-------- Given information --------

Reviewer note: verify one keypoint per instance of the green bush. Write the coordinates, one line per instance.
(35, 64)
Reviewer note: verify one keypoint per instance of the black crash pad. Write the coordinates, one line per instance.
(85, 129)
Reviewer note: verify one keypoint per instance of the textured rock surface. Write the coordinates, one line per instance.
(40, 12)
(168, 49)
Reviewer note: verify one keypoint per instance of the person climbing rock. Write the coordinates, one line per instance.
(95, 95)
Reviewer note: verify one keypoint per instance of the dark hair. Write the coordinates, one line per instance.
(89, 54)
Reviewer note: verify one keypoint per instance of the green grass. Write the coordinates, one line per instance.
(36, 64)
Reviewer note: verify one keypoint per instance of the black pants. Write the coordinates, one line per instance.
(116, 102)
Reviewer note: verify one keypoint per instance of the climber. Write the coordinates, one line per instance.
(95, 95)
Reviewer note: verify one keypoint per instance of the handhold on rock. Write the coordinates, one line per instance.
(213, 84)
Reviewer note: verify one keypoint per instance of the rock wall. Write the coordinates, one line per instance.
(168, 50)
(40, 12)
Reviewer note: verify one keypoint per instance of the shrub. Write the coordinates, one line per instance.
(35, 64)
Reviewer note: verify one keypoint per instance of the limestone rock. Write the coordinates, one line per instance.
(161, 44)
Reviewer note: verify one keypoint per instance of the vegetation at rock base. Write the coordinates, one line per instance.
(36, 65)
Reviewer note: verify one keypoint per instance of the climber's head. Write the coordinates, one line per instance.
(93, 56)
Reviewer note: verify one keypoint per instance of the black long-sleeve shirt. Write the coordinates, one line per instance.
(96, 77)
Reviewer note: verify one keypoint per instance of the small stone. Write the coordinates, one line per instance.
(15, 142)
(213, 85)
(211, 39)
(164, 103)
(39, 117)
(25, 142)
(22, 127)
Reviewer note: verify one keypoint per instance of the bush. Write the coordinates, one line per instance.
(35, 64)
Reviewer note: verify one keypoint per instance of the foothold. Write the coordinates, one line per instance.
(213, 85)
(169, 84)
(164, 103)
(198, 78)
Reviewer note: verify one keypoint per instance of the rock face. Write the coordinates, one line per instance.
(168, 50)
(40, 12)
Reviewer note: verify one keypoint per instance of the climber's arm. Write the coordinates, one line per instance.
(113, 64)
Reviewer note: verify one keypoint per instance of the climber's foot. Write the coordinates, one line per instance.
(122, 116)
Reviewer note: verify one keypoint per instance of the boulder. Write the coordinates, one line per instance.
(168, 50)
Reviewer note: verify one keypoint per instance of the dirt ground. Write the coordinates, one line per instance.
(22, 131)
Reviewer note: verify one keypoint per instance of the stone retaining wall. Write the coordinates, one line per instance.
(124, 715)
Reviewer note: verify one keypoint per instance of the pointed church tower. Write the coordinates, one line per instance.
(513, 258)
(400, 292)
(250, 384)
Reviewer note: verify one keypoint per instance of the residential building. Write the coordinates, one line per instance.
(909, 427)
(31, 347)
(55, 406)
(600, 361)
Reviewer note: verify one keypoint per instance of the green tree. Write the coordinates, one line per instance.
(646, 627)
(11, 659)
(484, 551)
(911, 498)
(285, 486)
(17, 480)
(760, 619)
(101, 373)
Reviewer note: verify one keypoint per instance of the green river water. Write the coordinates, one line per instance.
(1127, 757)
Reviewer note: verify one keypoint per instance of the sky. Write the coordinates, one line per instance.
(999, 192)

--------

Problem statement: Would you please give back all of the material above exactly as it stands?

Written answer:
Reviewer note: verify one keypoint per instance of the green bush. Write the coordinates, one line per instance.
(35, 64)
Reviewer note: verify one keypoint per instance of the black crash pad. Write the coordinates, one line per instance.
(85, 129)
Reviewer note: verify one keypoint per instance of the textured rock surface. Write the coordinates, one line per instance.
(40, 12)
(168, 49)
Reviewer note: verify one keypoint per instance of the person climbing rock. Write the coordinates, one line per instance.
(95, 95)
Reviewer note: verify one keypoint per instance of the dark hair. Write the coordinates, one line per instance.
(89, 54)
Reviewer note: verify one keypoint per instance of the green grass. Write the coordinates, one line per instance.
(36, 64)
Reviewer note: verify one keypoint per instance of the black pants. Write the coordinates, one line per instance.
(116, 102)
Reviewer note: verify one keypoint per instance of the climber. Write the coordinates, one line per instance.
(95, 95)
Reviewer note: verify one keypoint per instance of the handhold on rock. Write the coordinates, one line per instance.
(213, 84)
Reviewer note: verify one keypoint per instance of the rock wall. Write the coordinates, one line per instance.
(168, 50)
(40, 12)
Reviewer note: verify one keypoint per instance of the shrub. Write the coordinates, one line per instance.
(35, 64)
Reviewer note: verify one keypoint per instance of the limestone rock. Write the coordinates, one line per instance.
(161, 44)
Reviewer note: verify one keypoint per instance of the vegetation at rock base. Write the coordinates, one line per instance.
(36, 65)
Reviewer note: verify one keypoint per instance of the climber's head. Write the coordinates, one line per instance.
(93, 56)
Reviewer note: verify one keypoint per instance of the black long-sleeve shirt. Write the coordinates, one line per instance.
(96, 77)
Reviewer note: verify one keypoint per instance of the small stone. Write the coordinates, one line per instance.
(15, 142)
(213, 85)
(211, 39)
(164, 103)
(39, 117)
(25, 142)
(22, 127)
Reviewer note: verify one keypoint per instance of the bush. Write the coordinates, one line per instance.
(35, 64)
Reviewer note: verify one keypoint per instance of the foothold. Write the coordinates, one line per instance.
(213, 85)
(169, 84)
(164, 103)
(198, 78)
Reviewer note: verify one keypoint per instance of the rock face. Write the coordinates, one line per instance.
(168, 50)
(40, 12)
Reviewer note: verify one keypoint per instance of the climber's arm. Write the coordinates, one line per instance.
(113, 64)
Reviewer note: verify one keypoint per instance of the climber's foot. Write the coordinates, one line per instance.
(122, 116)
Reviewer note: verify one keypoint per instance of the boulder. Write the coordinates, one line per instance.
(168, 50)
Reviewer note: verify one keypoint per instance of the dirt ground. Write the coordinates, one line per instance.
(22, 131)
Reviewer note: verify one keypoint per instance of the stone retaining wall. Write the coordinates, one line per instance.
(124, 715)
Reviewer note: verify one keypoint per instance of the pointed church tower. Write the coordinates, one line per instance.
(513, 258)
(400, 292)
(250, 384)
Reviewer note: verify one keypoint per instance of the residential building. Write the coordinates, one line per instance.
(909, 427)
(31, 347)
(55, 406)
(600, 361)
Reviewer note: verify one keypoint per instance of the green tree. Write the coordinates, one line per instance.
(646, 627)
(11, 659)
(484, 551)
(911, 498)
(285, 486)
(17, 480)
(760, 619)
(101, 373)
Reviewer note: verify one keypoint per instance of the green river water. Write the coordinates, one line per instance.
(1127, 757)
Reviewer note: verify one keypoint per instance of the sky. Write the coordinates, one line per instance.
(999, 192)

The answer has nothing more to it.